| HOW TO COMPLETE THIS TASK |
When the word "suit" shows up in a line of the records below, copy that line.

==== EXTRACTED RECORDS ====

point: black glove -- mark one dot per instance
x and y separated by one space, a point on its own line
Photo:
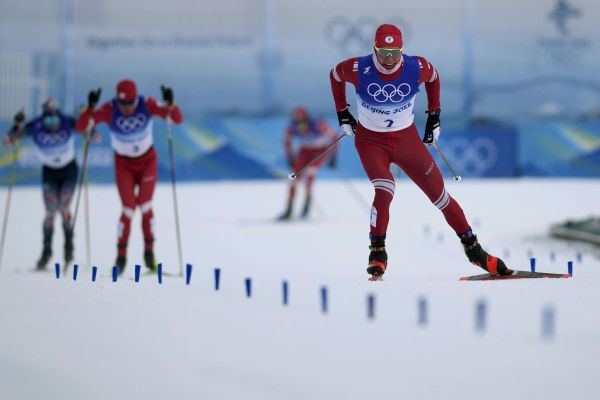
332 162
167 94
94 97
432 127
19 117
345 118
291 161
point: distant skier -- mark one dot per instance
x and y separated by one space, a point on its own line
129 117
313 135
386 83
52 134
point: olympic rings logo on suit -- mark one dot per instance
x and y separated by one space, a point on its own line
388 92
131 124
53 138
472 156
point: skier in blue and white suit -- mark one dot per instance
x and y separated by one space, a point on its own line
52 134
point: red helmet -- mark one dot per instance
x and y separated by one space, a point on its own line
126 91
299 114
388 36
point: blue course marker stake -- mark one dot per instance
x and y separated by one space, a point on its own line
371 307
285 293
188 273
480 316
548 322
248 283
422 311
324 300
217 278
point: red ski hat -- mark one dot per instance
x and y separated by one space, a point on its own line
126 90
388 36
299 114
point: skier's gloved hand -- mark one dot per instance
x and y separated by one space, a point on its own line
332 164
291 160
167 93
94 97
347 121
8 141
432 127
19 117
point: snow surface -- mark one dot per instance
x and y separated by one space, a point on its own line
61 339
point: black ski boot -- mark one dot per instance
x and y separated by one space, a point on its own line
120 263
287 214
306 208
149 260
479 257
44 258
377 257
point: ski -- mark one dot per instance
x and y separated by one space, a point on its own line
515 274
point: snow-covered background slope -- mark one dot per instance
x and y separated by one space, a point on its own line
61 339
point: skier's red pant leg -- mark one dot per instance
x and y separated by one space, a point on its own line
129 173
146 180
373 151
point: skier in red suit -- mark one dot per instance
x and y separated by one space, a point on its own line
386 83
313 135
129 117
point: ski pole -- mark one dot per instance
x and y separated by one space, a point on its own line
86 205
86 145
456 177
11 182
172 168
294 174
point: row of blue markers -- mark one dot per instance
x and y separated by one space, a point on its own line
481 308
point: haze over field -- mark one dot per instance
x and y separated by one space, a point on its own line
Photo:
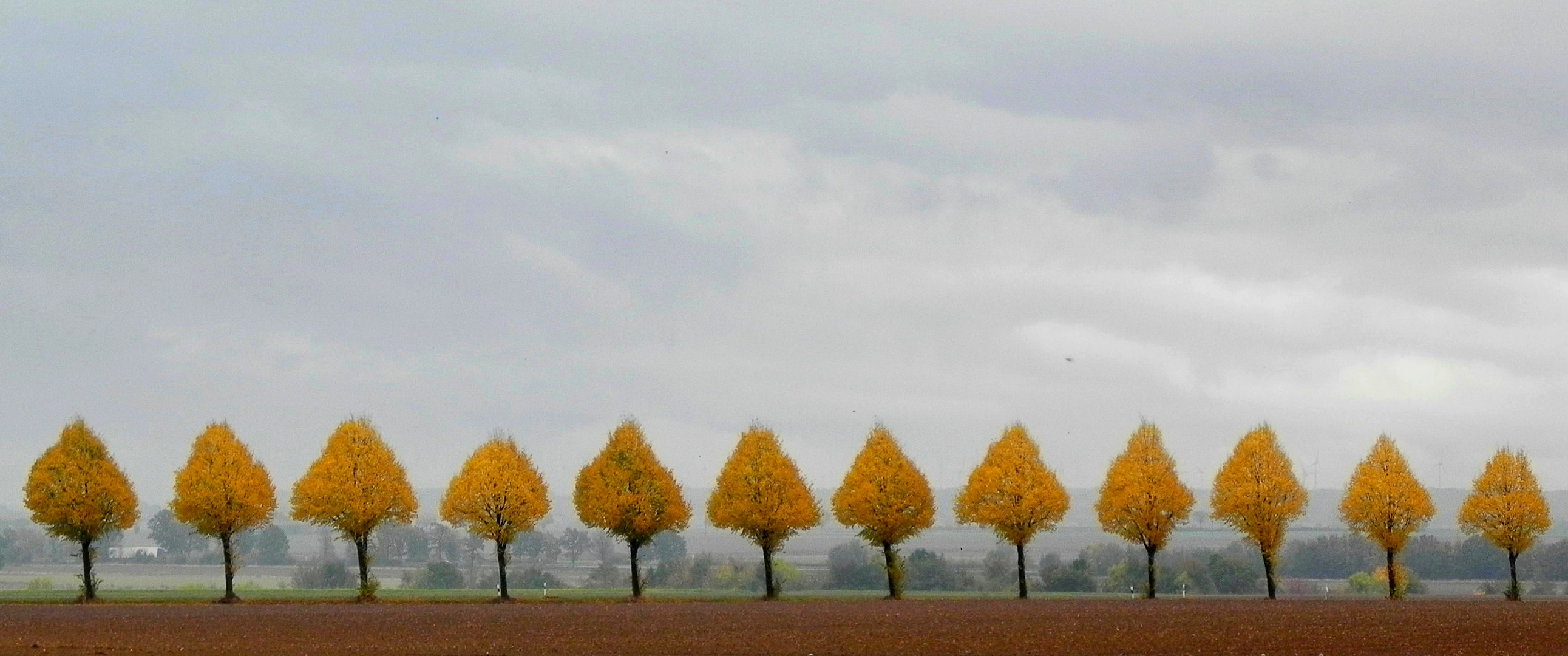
543 217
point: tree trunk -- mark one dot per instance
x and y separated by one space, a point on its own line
894 576
1269 573
770 589
1149 593
1023 581
501 562
362 553
228 569
1513 576
1393 576
637 581
88 584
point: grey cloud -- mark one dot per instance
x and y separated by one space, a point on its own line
541 217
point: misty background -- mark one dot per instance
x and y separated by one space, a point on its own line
545 217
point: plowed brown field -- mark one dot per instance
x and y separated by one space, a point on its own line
822 628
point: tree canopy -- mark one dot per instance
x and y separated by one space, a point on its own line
1385 503
625 490
222 492
761 495
353 487
1142 498
79 493
886 498
1505 507
496 496
1013 493
1258 495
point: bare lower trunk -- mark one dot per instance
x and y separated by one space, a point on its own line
228 569
894 575
770 589
1269 573
1513 576
362 553
1023 581
1393 576
501 562
88 584
1149 593
637 579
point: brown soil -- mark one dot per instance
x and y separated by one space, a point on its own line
821 628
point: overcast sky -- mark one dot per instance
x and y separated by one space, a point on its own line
1340 219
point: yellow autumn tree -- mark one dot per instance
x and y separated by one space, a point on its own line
223 492
496 496
77 493
355 487
1258 495
1385 503
1015 493
625 490
886 498
1507 507
1142 499
761 495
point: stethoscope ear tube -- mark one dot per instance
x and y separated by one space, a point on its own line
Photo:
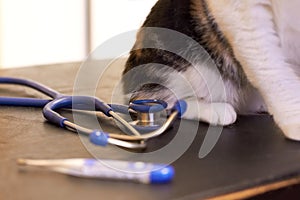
180 106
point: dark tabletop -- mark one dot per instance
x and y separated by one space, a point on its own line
250 153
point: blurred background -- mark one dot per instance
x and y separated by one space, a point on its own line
40 32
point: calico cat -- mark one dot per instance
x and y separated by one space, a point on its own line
254 44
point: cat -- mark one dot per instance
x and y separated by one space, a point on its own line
254 44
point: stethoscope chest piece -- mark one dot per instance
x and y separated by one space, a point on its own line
148 114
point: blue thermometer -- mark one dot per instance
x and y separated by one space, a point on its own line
142 172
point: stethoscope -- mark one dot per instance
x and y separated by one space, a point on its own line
145 111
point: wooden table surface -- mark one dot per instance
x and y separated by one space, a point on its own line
249 154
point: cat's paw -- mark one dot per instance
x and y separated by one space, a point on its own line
213 113
291 131
219 114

====

| FINISHED TASK |
point: olympic rings logo on suit -- mark one dot per instance
point: skier in blue and white suit -- mark one dot per instance
point: skier in red suit -- mark one dot per instance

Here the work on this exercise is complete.